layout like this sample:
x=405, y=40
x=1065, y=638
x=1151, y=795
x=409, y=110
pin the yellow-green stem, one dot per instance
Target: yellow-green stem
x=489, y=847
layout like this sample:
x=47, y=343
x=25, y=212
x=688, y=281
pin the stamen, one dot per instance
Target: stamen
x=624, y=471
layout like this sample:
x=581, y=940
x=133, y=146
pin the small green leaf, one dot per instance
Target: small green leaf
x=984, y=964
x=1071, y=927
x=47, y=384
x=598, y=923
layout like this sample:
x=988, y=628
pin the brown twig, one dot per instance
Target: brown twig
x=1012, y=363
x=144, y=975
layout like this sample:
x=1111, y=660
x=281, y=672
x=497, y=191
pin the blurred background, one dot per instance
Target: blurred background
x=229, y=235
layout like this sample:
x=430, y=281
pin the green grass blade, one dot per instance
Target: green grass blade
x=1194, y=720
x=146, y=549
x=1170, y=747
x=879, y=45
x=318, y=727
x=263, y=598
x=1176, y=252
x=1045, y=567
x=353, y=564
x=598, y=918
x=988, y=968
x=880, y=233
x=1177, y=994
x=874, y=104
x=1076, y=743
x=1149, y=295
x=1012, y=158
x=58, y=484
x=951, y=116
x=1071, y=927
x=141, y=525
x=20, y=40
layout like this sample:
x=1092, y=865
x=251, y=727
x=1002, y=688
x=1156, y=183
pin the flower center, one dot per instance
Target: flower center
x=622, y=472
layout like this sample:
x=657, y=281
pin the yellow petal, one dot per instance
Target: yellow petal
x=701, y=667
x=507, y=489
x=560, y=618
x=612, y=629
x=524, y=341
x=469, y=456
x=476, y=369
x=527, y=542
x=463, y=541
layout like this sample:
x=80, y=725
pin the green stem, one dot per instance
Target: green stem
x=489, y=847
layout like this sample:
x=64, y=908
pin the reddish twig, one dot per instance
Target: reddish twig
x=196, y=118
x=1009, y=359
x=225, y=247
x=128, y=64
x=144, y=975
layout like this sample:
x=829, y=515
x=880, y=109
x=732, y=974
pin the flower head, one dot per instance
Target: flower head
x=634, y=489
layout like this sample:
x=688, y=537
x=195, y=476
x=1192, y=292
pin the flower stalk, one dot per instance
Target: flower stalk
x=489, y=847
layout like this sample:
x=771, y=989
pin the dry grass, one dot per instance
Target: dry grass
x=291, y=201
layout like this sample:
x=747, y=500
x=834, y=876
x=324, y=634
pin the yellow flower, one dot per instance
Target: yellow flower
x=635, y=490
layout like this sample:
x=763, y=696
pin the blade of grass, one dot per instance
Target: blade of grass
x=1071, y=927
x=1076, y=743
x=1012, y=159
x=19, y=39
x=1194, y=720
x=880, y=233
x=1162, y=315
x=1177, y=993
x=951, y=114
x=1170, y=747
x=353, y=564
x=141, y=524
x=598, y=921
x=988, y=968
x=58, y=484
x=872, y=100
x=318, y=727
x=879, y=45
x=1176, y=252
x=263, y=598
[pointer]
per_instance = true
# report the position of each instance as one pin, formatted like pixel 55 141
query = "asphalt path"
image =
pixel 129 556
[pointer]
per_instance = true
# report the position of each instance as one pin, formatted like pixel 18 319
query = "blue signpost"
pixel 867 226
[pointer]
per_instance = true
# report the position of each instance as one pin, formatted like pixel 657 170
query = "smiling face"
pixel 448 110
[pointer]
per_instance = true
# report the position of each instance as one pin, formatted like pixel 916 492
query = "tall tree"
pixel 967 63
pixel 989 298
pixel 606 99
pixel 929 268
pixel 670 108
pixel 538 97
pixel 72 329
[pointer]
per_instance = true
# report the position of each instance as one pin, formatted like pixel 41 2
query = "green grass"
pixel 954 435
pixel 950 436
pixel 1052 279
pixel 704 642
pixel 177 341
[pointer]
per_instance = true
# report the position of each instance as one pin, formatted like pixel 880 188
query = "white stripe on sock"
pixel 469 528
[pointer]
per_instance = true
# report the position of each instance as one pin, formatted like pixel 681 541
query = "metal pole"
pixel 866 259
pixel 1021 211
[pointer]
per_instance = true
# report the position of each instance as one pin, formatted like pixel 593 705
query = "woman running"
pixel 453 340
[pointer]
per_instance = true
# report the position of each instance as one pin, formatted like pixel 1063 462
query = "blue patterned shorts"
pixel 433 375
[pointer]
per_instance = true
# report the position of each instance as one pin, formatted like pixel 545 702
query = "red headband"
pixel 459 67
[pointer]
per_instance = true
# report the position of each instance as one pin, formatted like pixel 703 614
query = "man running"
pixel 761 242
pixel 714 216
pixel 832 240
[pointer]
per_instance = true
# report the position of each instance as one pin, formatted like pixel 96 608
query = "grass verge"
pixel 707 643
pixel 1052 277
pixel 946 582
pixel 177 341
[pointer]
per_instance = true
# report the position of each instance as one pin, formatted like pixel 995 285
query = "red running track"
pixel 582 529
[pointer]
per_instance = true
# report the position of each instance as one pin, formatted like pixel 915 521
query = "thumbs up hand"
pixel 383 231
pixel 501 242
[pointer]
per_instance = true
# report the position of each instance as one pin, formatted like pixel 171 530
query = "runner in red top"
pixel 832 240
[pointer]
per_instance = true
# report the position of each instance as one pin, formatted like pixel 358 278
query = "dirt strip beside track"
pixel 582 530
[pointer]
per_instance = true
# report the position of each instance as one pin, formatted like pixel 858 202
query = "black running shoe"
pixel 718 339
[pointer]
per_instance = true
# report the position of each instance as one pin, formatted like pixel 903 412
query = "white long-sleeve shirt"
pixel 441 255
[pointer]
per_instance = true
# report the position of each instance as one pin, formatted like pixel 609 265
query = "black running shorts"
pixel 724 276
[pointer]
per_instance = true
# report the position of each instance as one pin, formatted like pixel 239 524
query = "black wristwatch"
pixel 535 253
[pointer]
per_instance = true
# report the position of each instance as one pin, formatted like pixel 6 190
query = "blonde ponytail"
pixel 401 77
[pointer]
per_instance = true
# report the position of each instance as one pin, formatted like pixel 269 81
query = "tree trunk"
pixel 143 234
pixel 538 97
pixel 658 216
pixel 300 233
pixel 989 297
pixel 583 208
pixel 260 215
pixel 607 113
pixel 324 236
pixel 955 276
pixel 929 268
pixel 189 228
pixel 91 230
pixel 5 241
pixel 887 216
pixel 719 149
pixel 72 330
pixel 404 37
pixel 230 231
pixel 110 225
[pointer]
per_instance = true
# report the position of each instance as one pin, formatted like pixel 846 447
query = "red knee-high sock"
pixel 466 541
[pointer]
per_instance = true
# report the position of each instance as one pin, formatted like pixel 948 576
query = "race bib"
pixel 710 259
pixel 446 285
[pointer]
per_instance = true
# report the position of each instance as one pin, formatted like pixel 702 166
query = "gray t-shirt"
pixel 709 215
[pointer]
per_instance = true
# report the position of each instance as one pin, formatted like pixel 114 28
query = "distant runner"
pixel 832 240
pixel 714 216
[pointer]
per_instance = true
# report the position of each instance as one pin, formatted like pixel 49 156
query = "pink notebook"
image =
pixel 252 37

....

Gather every line above that contains the word "blurred", treating uppercase and lowercase letters as different.

pin the blurred background, one dot per instance
Target: blurred background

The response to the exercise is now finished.